Point localization data:
----
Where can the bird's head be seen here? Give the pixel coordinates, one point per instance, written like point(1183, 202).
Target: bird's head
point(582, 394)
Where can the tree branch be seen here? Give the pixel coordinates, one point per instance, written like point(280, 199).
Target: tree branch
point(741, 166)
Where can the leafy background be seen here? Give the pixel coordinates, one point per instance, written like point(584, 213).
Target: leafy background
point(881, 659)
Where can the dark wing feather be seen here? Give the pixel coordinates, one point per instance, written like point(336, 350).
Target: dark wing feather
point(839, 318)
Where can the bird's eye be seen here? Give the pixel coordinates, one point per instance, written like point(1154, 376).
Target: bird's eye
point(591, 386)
----
EXERCISE GOAL: Word for word, repeat the lines from the one holding "Where can the dark" through the last line of the entries, both included.

TASK RESPONSE:
Where can the dark wing feather be seen here? Give the pixel coordinates, one point per instance, written like point(336, 350).
Target: dark wing feather
point(839, 318)
Where can the bird's eye be seen here? Give the pixel coordinates, one point per instance, written like point(1154, 376).
Target: bird's eye
point(591, 386)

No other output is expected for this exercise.